#### EXERCISES TO COMPLETE:
1. According to the passage about the Star Trek clone episode, what is Sym's life expectancy?
2. In the passage about the Star Trek clone episode, rewrite the paragraph beginning "It comes time to perform the transplant" as a short bulleted list that keeps its main facts.
3. Continue the passage about the Star Trek clone episode from its last sentence.

#### SELECTED PASSAGE:
*-*-*

Bigger objection: nobody seemed to have any problem with this at all. Captain Archer gives only a token three seconds of reflection before he concludes I don’t care what we’ve gotta do, we’ve got to save Tucker so we can Go Save Earth! And nobody is shown even suggesting to him that this is wrong.
Clones made from this critter, like the animal clones being made now, mature and age rapidly. So the clone, which they cruelly name “Sym,” goes from infancy to adulthood in about a week, with a life expectancy of fifteen days. And in a touch of extremely bogus science that brings the ol’ voluntary suspension of disbelief crashing to the floor, Sym has Tucker’s memories. He actually thinks he is Tucker until they tell him the truth.
The Trek writers wimp out and do not show the moment when they tell Sym the truth. They just show him afterwards looking extremely happy and well-adjusted, as if learning that all your memories are false and that you were actually concocted in the lab with the express purpose of providing tissue for a transplant isn’t anything that would shake you up. Sym conveniently possesses Tucker’s memories of engineering school, so he sets about making himself useful down in the engine room.
It comes time to perform the transplant, and it becomes apparent that, contrary to initial expectations, Sym will not survive the tissue donation. Archer is angry but wants to proceed with the surgery. For a moment the clone behaves somewhat realistically when he angrily resists — he wants to live out his life. Archer warns him that he doesn’t “want to be forced” to force Sym to submit to the surgery.
Now, instead doing something really dramatic and showing Archer marching Sym to the O.R. under an armed guard, the writers wimp out again. Sym sulks for a couple of minutes and then cheerfully trots off to give up his neural tissue: “I guess this what I’m here for!” He is even shown thanking the crew for a happy life. Problem solved. The transplant is successful and Tucker recovers so quickly, he’s able to attend his clone’s funeral.
And are they going to show Tucker’s reaction next week, when he learns about the short life of his identical twin? (Tucker recently lost his only sister when the evil aliens attacked Earth.) If they do, I doubt they’ll show him doing anything more than shrugging it off.
If TV shows are going to be entertainment, let them be entertainment. But if they’re going to try to Look At The Issues, then they shouldn’t wimp out.

*-*-*

#### GIVEN ENTRIES:
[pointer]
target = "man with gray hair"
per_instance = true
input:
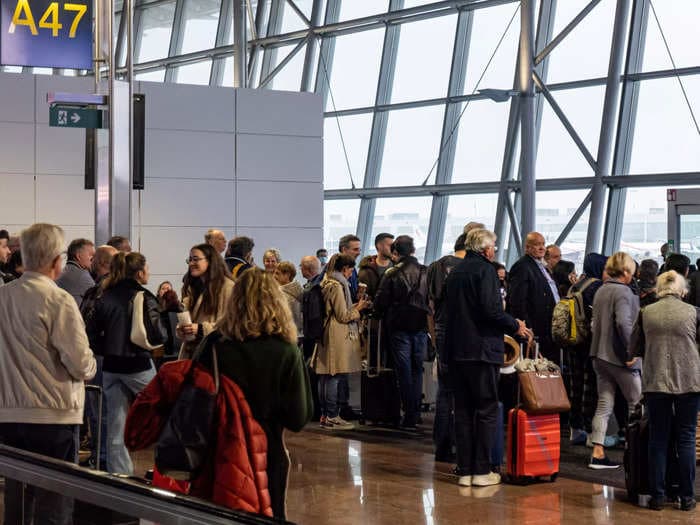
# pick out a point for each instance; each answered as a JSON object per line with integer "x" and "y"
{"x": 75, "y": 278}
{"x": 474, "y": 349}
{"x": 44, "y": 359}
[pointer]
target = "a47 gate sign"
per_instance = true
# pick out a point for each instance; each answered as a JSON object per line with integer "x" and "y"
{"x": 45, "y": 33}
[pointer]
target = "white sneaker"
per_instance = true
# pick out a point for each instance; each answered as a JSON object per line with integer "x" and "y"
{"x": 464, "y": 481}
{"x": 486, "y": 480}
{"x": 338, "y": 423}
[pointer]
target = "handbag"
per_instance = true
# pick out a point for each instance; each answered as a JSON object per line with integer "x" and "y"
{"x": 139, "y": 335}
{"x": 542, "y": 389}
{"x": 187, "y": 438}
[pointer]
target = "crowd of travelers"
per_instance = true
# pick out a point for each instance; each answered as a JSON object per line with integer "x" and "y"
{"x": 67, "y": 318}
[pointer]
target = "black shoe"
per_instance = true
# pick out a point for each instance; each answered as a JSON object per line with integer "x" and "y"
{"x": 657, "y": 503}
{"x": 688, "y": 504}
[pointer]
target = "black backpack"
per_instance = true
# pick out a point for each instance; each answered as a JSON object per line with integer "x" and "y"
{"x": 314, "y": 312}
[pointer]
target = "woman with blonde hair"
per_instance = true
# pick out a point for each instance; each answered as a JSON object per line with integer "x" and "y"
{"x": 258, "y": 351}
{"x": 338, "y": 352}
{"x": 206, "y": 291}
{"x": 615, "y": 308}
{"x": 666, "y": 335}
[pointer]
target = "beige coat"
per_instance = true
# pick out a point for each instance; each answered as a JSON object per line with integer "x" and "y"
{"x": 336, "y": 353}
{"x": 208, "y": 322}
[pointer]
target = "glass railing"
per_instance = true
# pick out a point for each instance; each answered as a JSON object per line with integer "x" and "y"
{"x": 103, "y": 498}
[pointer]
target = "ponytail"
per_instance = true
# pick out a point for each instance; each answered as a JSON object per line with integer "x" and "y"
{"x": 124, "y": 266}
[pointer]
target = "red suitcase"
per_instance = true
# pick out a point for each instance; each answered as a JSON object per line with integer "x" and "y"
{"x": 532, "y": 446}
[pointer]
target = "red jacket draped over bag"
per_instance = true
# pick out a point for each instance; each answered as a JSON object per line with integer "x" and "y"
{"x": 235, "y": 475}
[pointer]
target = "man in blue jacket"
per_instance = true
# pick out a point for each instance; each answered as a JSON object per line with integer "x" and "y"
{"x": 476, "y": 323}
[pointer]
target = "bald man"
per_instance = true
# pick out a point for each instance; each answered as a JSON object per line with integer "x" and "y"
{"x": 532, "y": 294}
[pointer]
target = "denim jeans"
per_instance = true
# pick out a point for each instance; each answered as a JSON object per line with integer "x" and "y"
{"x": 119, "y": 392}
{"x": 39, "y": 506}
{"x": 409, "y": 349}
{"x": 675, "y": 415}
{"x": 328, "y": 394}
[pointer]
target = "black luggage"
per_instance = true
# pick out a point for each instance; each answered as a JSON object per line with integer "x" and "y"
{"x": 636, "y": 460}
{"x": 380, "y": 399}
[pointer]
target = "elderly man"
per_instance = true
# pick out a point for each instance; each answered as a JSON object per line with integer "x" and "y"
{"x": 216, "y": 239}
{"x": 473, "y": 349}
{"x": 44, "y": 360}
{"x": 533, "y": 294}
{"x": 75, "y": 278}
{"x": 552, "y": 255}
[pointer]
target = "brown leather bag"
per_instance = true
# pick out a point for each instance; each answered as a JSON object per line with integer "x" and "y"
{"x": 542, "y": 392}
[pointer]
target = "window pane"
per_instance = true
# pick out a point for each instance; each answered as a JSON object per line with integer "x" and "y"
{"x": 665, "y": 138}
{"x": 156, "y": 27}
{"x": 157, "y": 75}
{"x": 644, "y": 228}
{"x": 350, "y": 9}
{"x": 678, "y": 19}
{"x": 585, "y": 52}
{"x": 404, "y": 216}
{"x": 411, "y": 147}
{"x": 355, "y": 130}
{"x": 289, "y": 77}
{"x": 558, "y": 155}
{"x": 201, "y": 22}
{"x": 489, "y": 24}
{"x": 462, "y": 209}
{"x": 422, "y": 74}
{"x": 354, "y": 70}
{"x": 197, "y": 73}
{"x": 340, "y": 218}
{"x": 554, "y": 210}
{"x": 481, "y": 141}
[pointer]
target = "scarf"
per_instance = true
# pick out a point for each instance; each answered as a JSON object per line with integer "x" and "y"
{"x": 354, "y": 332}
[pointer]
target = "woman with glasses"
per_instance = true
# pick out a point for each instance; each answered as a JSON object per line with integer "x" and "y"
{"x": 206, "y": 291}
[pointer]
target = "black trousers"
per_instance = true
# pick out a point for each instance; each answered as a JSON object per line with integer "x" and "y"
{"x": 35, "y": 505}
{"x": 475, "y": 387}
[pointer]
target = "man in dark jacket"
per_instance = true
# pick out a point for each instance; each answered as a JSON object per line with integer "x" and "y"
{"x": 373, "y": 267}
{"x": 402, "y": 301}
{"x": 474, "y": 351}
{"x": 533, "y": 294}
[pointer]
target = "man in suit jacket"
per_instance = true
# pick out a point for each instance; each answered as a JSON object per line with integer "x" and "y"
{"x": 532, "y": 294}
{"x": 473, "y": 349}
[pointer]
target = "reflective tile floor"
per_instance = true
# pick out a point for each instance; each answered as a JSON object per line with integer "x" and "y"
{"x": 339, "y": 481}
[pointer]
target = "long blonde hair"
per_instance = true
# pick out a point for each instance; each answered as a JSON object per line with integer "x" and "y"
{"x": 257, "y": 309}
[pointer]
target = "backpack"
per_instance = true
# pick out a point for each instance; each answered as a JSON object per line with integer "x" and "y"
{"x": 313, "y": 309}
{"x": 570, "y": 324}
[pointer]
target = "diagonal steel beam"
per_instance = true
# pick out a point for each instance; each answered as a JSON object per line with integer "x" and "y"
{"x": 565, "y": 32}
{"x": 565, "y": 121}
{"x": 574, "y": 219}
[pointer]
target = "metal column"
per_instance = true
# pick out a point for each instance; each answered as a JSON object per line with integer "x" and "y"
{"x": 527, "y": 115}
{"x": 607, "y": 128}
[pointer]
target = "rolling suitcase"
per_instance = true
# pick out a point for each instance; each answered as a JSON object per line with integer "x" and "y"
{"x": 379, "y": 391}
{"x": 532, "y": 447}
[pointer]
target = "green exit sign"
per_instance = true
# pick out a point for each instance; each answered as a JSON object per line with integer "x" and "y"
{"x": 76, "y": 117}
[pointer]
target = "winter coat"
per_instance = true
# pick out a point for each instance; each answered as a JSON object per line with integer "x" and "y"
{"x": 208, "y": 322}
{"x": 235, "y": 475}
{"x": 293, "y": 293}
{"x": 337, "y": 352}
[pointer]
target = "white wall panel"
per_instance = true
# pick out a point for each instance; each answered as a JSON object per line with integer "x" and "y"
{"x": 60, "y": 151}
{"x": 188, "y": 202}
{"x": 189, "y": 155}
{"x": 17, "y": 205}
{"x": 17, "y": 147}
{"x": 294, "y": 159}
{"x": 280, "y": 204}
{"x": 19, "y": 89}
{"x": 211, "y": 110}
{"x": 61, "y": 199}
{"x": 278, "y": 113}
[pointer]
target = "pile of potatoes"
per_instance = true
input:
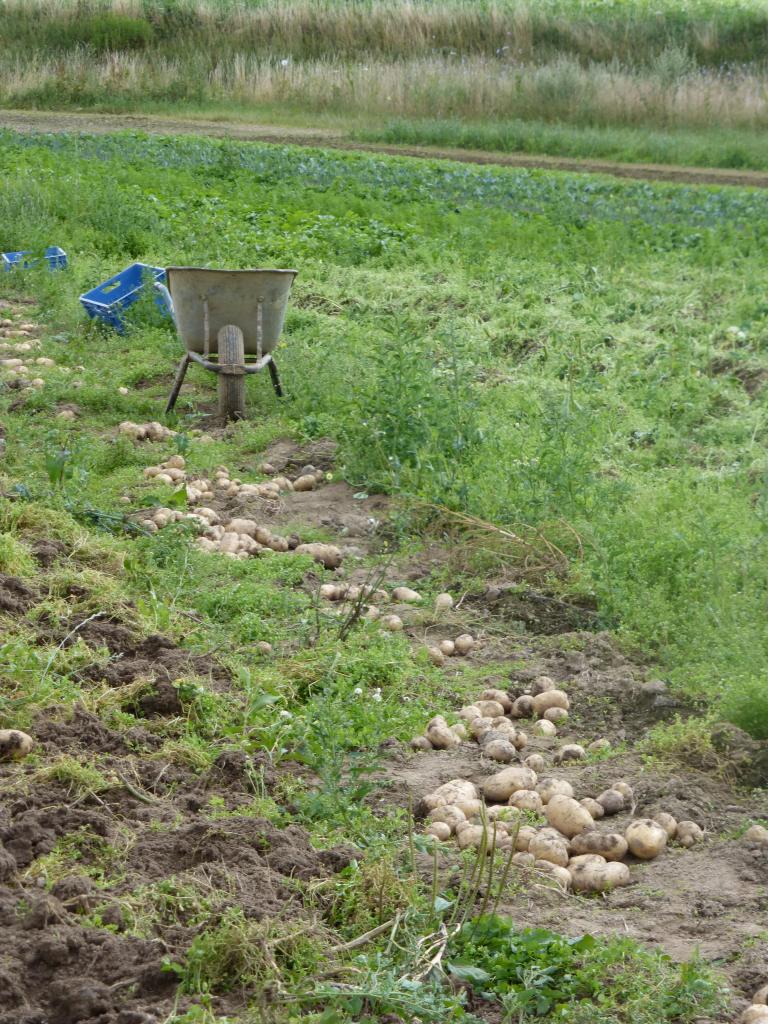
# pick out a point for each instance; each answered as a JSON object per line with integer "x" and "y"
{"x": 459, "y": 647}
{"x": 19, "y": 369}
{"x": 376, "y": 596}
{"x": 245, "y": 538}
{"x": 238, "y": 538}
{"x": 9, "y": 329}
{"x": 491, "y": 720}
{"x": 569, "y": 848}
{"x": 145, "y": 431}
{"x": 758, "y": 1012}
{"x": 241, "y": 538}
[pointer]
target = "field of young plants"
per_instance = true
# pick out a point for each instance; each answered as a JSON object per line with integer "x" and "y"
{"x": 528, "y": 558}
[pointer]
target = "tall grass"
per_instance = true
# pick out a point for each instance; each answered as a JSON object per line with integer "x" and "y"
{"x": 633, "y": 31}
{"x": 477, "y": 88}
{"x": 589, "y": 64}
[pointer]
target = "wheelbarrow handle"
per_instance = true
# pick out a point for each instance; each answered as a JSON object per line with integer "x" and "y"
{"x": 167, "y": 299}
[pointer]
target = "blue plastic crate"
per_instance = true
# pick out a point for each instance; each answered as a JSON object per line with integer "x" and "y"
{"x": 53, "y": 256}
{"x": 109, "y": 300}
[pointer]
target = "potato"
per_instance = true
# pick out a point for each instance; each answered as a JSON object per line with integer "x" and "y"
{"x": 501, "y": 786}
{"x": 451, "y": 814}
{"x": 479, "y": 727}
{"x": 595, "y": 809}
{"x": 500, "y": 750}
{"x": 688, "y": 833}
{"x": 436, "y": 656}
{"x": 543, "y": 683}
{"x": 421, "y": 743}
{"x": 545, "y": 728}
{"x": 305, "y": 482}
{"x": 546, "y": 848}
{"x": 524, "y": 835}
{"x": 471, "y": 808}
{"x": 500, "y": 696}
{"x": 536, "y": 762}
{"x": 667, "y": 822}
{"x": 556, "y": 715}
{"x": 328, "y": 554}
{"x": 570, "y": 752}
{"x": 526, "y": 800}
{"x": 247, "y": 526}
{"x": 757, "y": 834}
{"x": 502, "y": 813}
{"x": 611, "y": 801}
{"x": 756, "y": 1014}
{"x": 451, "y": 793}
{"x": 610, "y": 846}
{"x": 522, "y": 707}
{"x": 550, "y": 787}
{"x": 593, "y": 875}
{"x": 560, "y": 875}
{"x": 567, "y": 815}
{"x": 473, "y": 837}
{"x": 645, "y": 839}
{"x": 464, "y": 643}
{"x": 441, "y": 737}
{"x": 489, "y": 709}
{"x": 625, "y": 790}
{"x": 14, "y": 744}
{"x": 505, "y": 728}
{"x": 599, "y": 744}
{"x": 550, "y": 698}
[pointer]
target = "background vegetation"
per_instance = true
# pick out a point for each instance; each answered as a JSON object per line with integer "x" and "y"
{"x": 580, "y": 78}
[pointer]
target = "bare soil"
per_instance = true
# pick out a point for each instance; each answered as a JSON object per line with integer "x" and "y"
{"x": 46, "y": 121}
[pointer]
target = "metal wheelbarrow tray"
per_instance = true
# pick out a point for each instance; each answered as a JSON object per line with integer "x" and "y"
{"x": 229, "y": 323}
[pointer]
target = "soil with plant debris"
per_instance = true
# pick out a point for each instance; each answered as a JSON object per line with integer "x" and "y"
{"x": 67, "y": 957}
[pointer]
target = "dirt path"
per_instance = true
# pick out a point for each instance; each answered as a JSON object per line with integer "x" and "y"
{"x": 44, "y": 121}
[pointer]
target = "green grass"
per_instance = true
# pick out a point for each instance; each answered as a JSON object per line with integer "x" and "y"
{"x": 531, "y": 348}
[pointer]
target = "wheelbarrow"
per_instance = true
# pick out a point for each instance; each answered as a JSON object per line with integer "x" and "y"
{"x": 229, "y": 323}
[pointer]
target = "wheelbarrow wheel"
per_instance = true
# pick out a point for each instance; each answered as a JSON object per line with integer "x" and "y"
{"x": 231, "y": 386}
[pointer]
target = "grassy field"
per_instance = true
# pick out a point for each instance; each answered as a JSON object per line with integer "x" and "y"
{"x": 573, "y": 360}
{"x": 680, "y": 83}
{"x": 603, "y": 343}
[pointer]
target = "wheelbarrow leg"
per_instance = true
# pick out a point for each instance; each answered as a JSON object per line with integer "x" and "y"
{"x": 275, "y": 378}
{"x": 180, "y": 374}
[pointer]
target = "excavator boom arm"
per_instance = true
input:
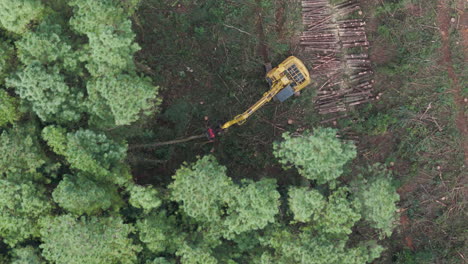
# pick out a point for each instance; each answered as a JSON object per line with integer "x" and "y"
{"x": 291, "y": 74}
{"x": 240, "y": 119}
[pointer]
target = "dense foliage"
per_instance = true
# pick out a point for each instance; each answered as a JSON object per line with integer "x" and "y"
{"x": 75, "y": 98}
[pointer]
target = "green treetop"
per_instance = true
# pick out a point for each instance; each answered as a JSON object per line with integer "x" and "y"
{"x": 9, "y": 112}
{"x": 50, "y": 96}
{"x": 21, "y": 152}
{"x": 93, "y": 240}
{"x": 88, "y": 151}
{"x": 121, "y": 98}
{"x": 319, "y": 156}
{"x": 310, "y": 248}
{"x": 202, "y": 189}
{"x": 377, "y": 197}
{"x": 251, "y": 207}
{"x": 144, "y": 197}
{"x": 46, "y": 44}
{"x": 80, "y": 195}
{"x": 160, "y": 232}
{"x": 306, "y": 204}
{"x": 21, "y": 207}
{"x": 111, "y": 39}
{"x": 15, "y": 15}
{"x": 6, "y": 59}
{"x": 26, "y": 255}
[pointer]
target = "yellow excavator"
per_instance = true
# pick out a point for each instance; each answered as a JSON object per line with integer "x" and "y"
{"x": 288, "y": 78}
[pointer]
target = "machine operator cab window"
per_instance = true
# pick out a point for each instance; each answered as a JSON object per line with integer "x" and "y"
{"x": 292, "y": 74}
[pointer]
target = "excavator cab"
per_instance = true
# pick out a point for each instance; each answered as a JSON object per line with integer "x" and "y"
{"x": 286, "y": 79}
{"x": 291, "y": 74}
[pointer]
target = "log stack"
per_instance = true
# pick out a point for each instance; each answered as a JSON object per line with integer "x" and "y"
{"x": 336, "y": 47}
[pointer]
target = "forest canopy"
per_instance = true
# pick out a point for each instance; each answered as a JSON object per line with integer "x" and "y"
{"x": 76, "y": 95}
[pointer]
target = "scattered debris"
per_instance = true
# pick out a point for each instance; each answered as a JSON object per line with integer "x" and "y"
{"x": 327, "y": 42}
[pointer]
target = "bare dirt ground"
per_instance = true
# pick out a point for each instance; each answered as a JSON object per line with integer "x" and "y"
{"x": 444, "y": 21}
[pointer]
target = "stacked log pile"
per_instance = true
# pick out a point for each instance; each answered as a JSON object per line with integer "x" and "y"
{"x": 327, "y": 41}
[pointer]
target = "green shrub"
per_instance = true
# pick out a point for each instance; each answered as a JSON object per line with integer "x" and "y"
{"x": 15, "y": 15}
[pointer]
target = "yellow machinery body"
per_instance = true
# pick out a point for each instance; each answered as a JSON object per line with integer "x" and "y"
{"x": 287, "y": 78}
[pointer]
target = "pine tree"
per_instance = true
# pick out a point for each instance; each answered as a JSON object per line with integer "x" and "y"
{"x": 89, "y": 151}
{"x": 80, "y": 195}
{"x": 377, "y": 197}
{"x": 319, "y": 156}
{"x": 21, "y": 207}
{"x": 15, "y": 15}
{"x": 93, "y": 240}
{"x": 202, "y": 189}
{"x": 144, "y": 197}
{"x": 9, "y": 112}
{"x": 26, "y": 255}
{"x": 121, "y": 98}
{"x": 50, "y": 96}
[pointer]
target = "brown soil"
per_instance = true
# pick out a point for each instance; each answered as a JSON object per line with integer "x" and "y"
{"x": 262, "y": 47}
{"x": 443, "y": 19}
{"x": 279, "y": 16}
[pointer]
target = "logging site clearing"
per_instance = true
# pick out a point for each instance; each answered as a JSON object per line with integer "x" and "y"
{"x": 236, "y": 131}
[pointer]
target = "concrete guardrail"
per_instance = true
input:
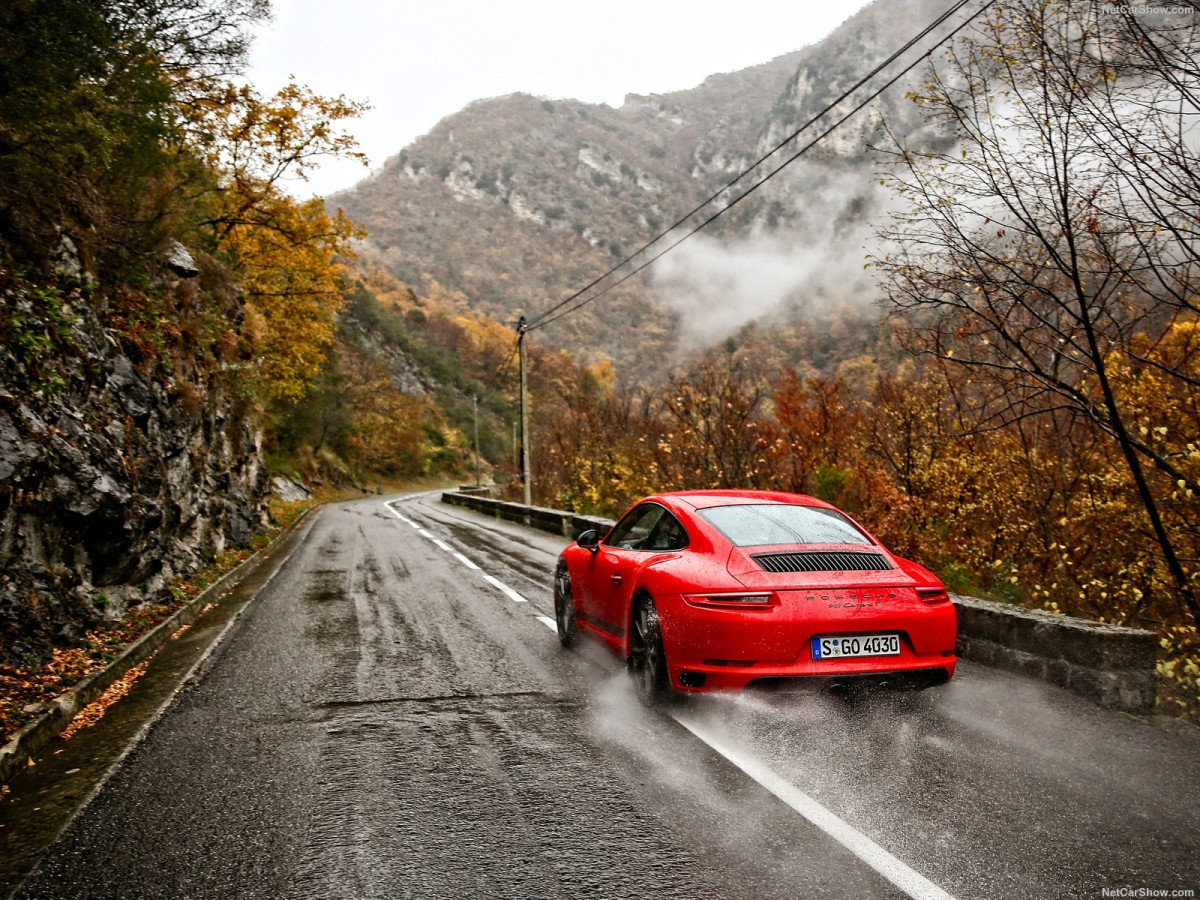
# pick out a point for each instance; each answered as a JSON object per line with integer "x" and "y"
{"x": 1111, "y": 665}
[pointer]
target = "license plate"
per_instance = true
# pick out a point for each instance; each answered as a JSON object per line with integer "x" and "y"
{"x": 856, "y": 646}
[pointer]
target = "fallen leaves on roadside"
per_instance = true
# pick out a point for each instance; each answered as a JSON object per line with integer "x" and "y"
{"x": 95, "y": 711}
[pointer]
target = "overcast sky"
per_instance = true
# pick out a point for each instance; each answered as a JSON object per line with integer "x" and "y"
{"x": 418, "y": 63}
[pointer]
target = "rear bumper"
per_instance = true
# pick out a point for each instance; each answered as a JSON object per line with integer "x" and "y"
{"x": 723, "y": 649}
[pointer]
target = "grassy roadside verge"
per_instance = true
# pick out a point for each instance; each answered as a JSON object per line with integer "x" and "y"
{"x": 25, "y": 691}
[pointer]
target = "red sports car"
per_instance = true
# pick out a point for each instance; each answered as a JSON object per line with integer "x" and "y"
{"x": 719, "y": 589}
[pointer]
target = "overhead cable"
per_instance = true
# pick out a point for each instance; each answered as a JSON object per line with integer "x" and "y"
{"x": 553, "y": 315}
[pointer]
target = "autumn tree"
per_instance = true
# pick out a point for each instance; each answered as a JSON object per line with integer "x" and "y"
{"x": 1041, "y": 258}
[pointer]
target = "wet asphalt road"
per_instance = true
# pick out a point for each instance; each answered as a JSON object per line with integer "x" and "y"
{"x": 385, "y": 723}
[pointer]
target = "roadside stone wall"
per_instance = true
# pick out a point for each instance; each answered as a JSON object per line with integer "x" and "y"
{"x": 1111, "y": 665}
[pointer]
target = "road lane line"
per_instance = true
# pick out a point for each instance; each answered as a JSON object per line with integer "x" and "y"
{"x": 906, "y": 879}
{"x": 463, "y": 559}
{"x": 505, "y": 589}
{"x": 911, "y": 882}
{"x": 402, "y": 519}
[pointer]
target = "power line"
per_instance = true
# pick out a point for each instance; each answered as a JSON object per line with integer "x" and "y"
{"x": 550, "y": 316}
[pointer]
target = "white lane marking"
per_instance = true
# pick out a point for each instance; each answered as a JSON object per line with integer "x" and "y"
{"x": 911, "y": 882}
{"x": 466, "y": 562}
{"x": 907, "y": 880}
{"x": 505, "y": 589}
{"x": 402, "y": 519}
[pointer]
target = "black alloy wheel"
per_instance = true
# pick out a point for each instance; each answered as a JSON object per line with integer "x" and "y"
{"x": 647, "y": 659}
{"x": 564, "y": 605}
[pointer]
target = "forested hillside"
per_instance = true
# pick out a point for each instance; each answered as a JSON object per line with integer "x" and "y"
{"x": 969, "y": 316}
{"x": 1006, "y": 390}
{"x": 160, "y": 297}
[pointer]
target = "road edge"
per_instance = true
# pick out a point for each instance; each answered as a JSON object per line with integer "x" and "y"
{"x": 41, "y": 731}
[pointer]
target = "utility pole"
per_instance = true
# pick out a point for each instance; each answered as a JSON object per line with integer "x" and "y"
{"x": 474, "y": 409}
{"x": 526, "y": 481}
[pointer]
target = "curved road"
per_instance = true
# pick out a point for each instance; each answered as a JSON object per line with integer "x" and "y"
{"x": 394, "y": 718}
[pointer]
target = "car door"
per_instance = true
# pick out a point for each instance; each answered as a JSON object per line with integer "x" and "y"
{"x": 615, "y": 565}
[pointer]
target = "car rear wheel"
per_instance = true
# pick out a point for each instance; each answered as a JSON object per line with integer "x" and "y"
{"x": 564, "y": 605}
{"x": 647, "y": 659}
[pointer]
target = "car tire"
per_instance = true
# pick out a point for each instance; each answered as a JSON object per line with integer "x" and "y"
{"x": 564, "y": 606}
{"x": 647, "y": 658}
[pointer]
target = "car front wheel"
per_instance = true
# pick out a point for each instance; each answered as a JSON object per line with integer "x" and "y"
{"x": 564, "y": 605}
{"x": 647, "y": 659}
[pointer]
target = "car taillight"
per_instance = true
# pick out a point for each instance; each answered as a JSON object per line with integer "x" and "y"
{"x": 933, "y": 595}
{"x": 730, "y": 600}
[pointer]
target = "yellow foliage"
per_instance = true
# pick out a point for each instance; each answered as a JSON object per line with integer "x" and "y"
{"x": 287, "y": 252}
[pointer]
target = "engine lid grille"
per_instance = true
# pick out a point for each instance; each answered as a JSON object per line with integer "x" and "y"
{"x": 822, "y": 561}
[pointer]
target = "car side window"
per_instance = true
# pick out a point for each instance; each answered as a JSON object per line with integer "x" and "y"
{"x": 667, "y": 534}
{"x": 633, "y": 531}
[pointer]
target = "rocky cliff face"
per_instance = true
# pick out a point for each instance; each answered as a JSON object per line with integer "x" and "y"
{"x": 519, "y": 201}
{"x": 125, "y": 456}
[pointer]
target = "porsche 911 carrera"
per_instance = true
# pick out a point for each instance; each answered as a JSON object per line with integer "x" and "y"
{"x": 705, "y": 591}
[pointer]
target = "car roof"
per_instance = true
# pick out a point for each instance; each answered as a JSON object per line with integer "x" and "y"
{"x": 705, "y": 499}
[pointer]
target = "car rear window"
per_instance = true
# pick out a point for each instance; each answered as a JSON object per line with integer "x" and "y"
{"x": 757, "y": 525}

*-*-*

#### YOUR RESPONSES:
1. Fifteen days.

2.
- When it is time for the transplant, it becomes clear that Sym will not survive giving the tissue, which is not what was first expected.
- Archer is angry but still wants to go ahead with the surgery.
- Sym angrily resists for a moment because he wants to live out his life.
- Archer warns Sym that he doesn't "want to be forced" to make him undergo the surgery.

3.
I complain again that they are also showing way too much of the Vulcan woman. This “Vulcan acupressure” she’s teaching Tucker seems to entail postures that are less about acupressure than about seriously titillating adolescent male viewers. Even the sexuality on this show is cynical and jaded. The original Enterprise certainly had its implied sins against chastity, but even with their torn shirts and go-go boots, Captain Kirk and his crew seemed a bit more professional and concerned with decorum than this bunch (and more sincere and likeable in their amorousness.)
I know, Pansy and Victor, we should be watching Angel instead, but it comes on at nine and we are early-to-bed types. Plus, we haven’t been watching it, so we’d have no clue as to what was going on.

4 comments

  1. Is Rick Berman still calling the shots on Star Trek? After the first season, and that whole ‘I practice mind-melding, I’m not a pervert, episode’ that was really a pro-homosexual rights thing, I stopped watching. Plus, the Vulcan just wasn’t enough to keep me watching. Ugh…

  2. This is how obtuse I am, I saw that episode and thought it was just about Vulcans (if we’re talking about the same episode) and if there was any analogy at all it was to religon (“Mom…Dad…I’ve converted”).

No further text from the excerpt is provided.